## Direction
Copy out every one of the rows below word for word, with no changes.

>>

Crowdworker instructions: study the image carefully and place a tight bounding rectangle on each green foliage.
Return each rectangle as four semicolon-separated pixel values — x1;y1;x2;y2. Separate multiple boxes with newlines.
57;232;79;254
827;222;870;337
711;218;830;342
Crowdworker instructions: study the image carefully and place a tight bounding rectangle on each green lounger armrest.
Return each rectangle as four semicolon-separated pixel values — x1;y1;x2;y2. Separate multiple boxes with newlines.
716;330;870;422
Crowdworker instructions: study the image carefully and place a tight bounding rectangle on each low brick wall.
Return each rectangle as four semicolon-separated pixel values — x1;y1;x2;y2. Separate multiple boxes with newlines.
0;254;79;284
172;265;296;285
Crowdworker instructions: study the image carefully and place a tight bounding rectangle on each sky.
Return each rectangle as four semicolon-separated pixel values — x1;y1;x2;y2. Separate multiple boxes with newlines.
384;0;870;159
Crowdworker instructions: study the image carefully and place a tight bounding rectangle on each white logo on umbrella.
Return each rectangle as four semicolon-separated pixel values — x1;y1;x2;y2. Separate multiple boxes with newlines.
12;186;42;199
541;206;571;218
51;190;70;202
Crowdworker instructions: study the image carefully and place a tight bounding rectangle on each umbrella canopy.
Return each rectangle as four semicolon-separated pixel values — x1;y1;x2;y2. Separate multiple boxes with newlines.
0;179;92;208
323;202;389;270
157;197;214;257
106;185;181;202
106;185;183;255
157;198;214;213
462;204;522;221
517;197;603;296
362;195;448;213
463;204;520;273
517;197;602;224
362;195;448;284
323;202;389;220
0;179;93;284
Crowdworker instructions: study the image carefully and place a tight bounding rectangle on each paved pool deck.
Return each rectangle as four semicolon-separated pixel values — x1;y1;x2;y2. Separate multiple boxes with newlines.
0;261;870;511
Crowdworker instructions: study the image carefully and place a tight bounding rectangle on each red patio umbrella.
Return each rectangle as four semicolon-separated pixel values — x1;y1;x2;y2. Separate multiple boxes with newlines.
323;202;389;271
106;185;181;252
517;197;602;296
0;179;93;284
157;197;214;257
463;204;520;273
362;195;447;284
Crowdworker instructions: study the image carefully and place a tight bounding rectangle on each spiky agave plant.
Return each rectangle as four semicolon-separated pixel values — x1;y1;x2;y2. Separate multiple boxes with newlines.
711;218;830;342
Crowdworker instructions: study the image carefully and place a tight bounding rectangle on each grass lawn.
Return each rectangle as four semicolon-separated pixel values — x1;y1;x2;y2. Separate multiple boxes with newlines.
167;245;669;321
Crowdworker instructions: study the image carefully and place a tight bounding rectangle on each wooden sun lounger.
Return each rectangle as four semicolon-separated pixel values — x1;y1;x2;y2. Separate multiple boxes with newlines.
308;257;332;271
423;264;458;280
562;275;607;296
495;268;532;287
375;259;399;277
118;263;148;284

<<

## Finished task
Crowdworker instructions: study the image carefully and place a tight bounding rectangle on each green foliage.
Return each rectangle as four semicolon-separated pixel values — x1;y1;x2;y2. Separate multiple boxes with newlines.
57;232;79;254
827;222;870;337
711;218;830;342
Crowdworker instructions: study the image carefully and place a tight bounding rectangle on each green lounger armrest.
Return each rectangle as four semicolon-separated pixel values — x1;y1;x2;y2. Separate multiple boxes with newlines.
716;330;870;422
Crowdworker instructions: study the image carefully and place a tight bounding rectangle on each low brick wall.
Return each rectangle as four semicolon-separated pixel values — x1;y1;x2;y2. Separate multiple boxes with newlines.
0;254;79;284
172;265;296;285
Crowdworker instructions: study the image carefully and place a tight bounding rectangle on each sky.
Return each rectangle as four semicolon-separated pixel values — x1;y1;x2;y2. Separate multiple boxes with newlines.
384;0;870;159
Crowdworker instructions: study the image carefully and place a tight bounding rectangle on each white logo on umbrella.
Return each rectangle as four semicolon-separated pixel values — x1;y1;x2;y2. Separate multiple boxes with newlines.
12;186;42;199
541;206;571;218
51;190;70;202
Crowdworker instructions: study the image carefully and place a tight bounding rectangle on each umbrella canopy.
Return each rectangle as four semicolon-separated pixel values — x1;y1;x2;y2. Separate multiple boxes with newlines.
0;179;92;208
323;202;389;270
157;197;214;257
106;185;181;202
106;185;183;255
157;198;214;213
462;204;522;221
517;197;603;296
362;195;448;213
463;204;520;273
517;197;602;224
362;195;448;284
323;202;389;220
0;179;93;284
Crowdworker instructions: study the image carefully and place a tight bounding rectangle on each paved pool deck.
Return each rectangle as four semicolon-separated pixel values — x1;y1;x2;y2. Separate multiple boxes with newlines.
0;261;870;511
Crowdworker instructions: study the image carefully and place a tight bounding rectangle on each red patio umbrella.
Return each rectangle as four semicolon-separated pixel values — x1;y1;x2;y2. Separate multiple boxes with newlines.
323;202;389;271
106;185;181;252
517;197;602;296
0;179;93;284
157;197;214;257
463;204;520;273
362;195;447;284
Crowdworker instructions: study the image carefully and place a tight bounding rectangle on each spiky agave plant.
Return each rectangle as four semicolon-separated pixel values — x1;y1;x2;y2. Separate multiple boxes with newlines.
711;218;830;342
Crowdworker instructions: study the image carefully and place a tight bounding rectangle on each grass lawn.
Return each rectangle as four semicolon-separated pixel values — x1;y1;x2;y2. Separate multiple boxes with newlines.
167;245;669;321
Crowdworker instructions: study the image carefully and place a tight bounding rectangle on each wooden sun lounger.
Return each rectangle as four semicolon-separated pixel values — x1;y1;x2;y2. Separate multiple boxes with newlines.
308;257;332;271
423;264;458;280
562;275;607;296
495;268;532;287
375;259;399;277
118;263;148;284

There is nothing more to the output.